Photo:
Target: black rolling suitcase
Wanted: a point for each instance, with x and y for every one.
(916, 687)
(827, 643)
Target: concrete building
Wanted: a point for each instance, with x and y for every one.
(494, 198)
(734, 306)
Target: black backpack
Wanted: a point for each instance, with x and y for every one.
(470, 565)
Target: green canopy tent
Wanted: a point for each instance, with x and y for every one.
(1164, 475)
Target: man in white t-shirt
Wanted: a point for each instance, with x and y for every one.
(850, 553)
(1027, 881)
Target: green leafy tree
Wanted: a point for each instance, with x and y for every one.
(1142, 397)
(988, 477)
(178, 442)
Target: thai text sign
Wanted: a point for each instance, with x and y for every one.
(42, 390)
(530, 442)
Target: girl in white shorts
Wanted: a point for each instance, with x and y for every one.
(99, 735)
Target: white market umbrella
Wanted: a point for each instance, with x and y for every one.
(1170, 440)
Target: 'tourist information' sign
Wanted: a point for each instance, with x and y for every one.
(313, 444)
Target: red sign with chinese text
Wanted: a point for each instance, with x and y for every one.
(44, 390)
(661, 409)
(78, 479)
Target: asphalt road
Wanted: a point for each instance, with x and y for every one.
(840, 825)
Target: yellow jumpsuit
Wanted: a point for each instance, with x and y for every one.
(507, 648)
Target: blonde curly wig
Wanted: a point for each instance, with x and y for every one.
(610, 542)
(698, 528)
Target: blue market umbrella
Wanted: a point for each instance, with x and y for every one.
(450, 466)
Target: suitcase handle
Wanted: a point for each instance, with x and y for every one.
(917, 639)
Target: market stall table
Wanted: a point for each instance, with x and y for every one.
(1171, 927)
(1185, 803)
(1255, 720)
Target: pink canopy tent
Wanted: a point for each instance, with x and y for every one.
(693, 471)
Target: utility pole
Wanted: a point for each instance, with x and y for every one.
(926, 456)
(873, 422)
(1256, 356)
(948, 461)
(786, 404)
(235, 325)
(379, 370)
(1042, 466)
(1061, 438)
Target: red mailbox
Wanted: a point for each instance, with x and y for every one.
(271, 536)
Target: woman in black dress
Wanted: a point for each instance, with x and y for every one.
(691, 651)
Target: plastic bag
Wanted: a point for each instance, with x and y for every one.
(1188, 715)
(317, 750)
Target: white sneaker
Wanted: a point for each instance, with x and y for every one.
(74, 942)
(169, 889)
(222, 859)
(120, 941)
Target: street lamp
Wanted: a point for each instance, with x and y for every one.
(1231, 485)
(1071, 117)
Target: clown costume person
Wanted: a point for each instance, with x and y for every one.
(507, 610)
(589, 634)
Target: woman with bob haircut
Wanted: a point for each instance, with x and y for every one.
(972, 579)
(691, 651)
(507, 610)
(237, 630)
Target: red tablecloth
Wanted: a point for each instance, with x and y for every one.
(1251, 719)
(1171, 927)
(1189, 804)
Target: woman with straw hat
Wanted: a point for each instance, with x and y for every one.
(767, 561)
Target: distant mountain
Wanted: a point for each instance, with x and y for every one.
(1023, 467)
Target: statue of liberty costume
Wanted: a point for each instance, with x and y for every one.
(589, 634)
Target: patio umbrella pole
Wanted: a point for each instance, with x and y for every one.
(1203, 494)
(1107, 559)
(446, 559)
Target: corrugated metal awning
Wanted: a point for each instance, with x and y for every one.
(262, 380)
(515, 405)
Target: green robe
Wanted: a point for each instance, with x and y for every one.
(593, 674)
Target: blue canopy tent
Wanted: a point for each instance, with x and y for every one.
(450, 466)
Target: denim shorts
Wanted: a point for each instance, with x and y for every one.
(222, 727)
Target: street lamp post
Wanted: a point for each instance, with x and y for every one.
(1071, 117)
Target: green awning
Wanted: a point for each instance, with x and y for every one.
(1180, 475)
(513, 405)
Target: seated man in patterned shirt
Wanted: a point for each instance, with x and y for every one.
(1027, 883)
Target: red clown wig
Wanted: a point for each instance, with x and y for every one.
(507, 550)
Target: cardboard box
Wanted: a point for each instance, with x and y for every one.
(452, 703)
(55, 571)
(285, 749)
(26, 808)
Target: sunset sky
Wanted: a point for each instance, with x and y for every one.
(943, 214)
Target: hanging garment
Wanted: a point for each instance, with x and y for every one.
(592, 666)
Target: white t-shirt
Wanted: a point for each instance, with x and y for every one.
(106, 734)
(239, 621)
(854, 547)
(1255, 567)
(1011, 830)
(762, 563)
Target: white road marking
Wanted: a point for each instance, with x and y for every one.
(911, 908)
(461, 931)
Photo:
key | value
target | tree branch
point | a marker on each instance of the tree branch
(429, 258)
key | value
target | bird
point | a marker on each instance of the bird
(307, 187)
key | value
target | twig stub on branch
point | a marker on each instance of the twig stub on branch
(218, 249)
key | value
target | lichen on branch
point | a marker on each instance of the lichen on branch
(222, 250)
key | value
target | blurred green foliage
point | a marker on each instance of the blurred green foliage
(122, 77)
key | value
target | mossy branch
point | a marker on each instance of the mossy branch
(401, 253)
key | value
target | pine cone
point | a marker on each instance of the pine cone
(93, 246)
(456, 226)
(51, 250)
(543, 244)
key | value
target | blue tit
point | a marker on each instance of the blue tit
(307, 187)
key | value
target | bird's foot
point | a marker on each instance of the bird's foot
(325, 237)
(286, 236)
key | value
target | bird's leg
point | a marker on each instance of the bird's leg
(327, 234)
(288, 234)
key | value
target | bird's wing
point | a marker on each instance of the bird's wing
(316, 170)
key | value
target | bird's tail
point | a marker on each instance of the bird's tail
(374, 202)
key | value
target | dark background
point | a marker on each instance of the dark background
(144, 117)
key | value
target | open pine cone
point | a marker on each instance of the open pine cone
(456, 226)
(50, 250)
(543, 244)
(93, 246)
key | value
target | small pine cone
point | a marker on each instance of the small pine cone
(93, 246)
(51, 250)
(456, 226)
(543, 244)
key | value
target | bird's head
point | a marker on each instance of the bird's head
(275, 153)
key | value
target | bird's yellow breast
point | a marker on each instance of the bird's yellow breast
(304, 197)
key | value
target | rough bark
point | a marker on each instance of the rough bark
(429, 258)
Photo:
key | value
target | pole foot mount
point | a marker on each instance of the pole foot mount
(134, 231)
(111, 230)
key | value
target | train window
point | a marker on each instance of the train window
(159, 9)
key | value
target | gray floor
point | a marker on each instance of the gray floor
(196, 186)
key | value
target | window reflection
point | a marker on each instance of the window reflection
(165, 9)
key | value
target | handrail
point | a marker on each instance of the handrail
○ ○ ○ ○ ○
▶ The request
Set out the complete listing exactly as shown.

▶ Exercise solution
Photo:
Target: black rolling suitcase
Wanted: a point for each instance, with x and y for every one.
(916, 687)
(827, 643)
Target: concrete building
Wanted: a point for each instance, with x and y for every one.
(494, 198)
(734, 306)
Target: black backpack
Wanted: a point for each instance, with x and y for every one.
(470, 565)
Target: green canopy tent
Wanted: a point for each instance, with x and y for every one.
(1164, 475)
Target: man in white t-shirt
Wanted: a point for each instance, with x and y for every one.
(850, 553)
(1027, 881)
Target: green leafy tree
Wanted: a point for each instance, with x and y for every one.
(1142, 397)
(988, 477)
(178, 442)
Target: thai text sign
Wanted: a point for each instance, with x and y for every one.
(42, 390)
(530, 442)
Target: girl in white shorts
Wanted: a point for each instance, with x and y for every one.
(99, 735)
Target: white market umbrella
Wanted: a point for each instance, with x and y for every one.
(1170, 440)
Target: 'tourist information' sign
Wanted: a point for each instance, with x and y for every one.
(313, 444)
Target: red sign with chinese text
Wanted: a point for each instance, with x and y for every one.
(44, 390)
(661, 409)
(78, 479)
Target: asphalt road
Wanted: a point for each instance, with x and y for every one.
(840, 825)
Target: yellow jumpsuit
Wanted: a point for each instance, with x and y for every one.
(507, 648)
Target: blonde curly wig
Wanted: a point for each instance, with x and y for every one.
(610, 542)
(698, 528)
Target: blue market umbrella
Wanted: a point for each instance, with x and y for every one.
(450, 466)
Target: suitcase handle
Wanted: a point for each instance, with x and y for every one.
(917, 639)
Target: market stall table
Wanted: a point for each instance, with x and y for every one.
(1171, 927)
(1185, 803)
(1255, 720)
Target: pink canopy tent
Wanted: a point for each instance, with x and y for every one.
(693, 471)
Target: utility pole
Wanted: a point for each instance, with x and y for every one.
(926, 456)
(873, 422)
(1256, 356)
(948, 461)
(786, 404)
(235, 325)
(379, 370)
(1042, 466)
(1061, 438)
Target: red mailbox
Wanted: a point for each instance, with x and y for every one.
(271, 536)
Target: woman in black dress
Wanted: a point for each instance, with x and y for every one.
(691, 651)
Target: plastic bag
Wanted: a point for each instance, with x and y for every one.
(1188, 715)
(317, 750)
Target: white sneaker
Wanted: a point for each instance, with x and y for every one.
(74, 942)
(169, 889)
(222, 859)
(120, 941)
Target: street lamp
Wanted: a point for each instance, with x and y for every one.
(1231, 485)
(1071, 117)
Target: clown costume person
Wanted: a point for each instance, with x and y for every one.
(507, 610)
(589, 634)
Target: woman with bob haircut
Wanted: a point for each instance, with x and y for every one.
(972, 579)
(691, 651)
(507, 610)
(237, 630)
Target: red tablecloth
Wanted: a point for each instance, with x and y for every one.
(1251, 719)
(1171, 927)
(1189, 804)
Target: woman with straw hat
Wanted: a point for each instance, with x and y for every one.
(767, 561)
Target: distant mountain
Wanted: a point for each instance, with x and y for every one.
(1023, 467)
Target: statue of liberty costume
Wanted: a point for each instance, with x and y for every one.
(589, 634)
Target: patio umbrella pole
Wanted: a point for each instance, with x and y for every one.
(1203, 494)
(1107, 559)
(446, 559)
Target: corrugated metal awning
Wanted: a point for each instance, with x and y for every one.
(262, 380)
(515, 405)
Target: green robe
Wanted: a point for each instance, with x and y for every one.
(593, 674)
Target: blue canopy tent
Wanted: a point for each instance, with x and y for every one.
(450, 466)
Target: denim shorts
Wanted: a point for each instance, with x and y for every one.
(222, 727)
Target: street lamp post
Wanted: a point for each instance, with x and y for every one.
(1071, 117)
Target: green awning
Wanted: a point for each instance, with x and y for every one.
(1180, 475)
(513, 405)
Target: seated man in patterned shirt
Wanted: a point for each instance, with x and y for every one.
(1027, 883)
Target: red clown wig
Wanted: a point for each instance, with x and y for every one.
(507, 550)
Target: cardboard box
Wanted: a point for each instance, with x and y for every one.
(452, 703)
(55, 571)
(285, 749)
(26, 808)
Target: sunset sky
Wanted: a point for each instance, with x and y for every one.
(943, 214)
Target: hanging garment
Wanted: a point for each instance, with x and y for every one.
(592, 666)
Target: white t-shirt
Wanted: a point for each instance, with x and y for every one.
(106, 734)
(239, 621)
(854, 547)
(1255, 567)
(1011, 830)
(762, 563)
Target: white road marking
Wanted: a point for each instance, with x and y for every one.
(911, 908)
(461, 931)
Photo:
key | value
target | tree branch
point | a marker on each instance of the tree branch
(429, 258)
key | value
target | bird
point | a marker on each instance of the bird
(307, 187)
key | value
target | twig stub on branch
point | a marker on each instance of the twig stub on branch
(218, 249)
key | value
target | lichen on branch
point | a marker on each instance of the lichen on branch
(222, 250)
key | value
target | blurred green foliage
point | a marker on each instance of the blurred green foliage
(122, 77)
key | value
target | mossy branch
point | a marker on each instance of the mossy branch
(401, 253)
key | value
target | pine cone
point | a marker on each instance of the pine cone
(93, 246)
(456, 226)
(51, 250)
(543, 244)
key | value
target | blue tit
point | a marker on each instance of the blue tit
(307, 187)
key | value
target | bird's foot
point | a marker on each instance of the bird's foot
(325, 237)
(286, 236)
key | value
target | bird's leg
point | a marker on each instance of the bird's leg
(327, 234)
(288, 234)
key | value
target | bird's wing
point | a marker on each instance of the bird's wing
(316, 170)
key | value
target | bird's tail
point | a marker on each instance of the bird's tail
(374, 202)
key | value
target | dark background
point | a marker on each instance of the dark background
(144, 117)
key | value
target | open pine cone
point | a marker on each instance of the open pine cone
(456, 226)
(50, 250)
(543, 244)
(93, 246)
key | value
target | small pine cone
point | a marker on each instance of the small pine cone
(93, 246)
(51, 250)
(456, 226)
(543, 244)
key | value
target | bird's head
point | a marker on each instance of the bird's head
(275, 153)
key | value
target | bird's yellow breast
point | a marker on each instance of the bird's yellow breast
(304, 197)
key | value
target | rough bark
point | a marker on each instance of the rough bark
(429, 258)
Photo:
key | value
target | pole foot mount
point | a marker on each instance of the pole foot mount
(134, 231)
(111, 230)
key | value
target | train window
point | a marker on each instance of the train window
(159, 9)
key | value
target | gray floor
point | a marker on each instance of the gray floor
(196, 186)
key | value
target | window reflection
point | a marker on each instance of the window reflection
(165, 9)
key | value
target | handrail
point | a marker on each instance of the handrail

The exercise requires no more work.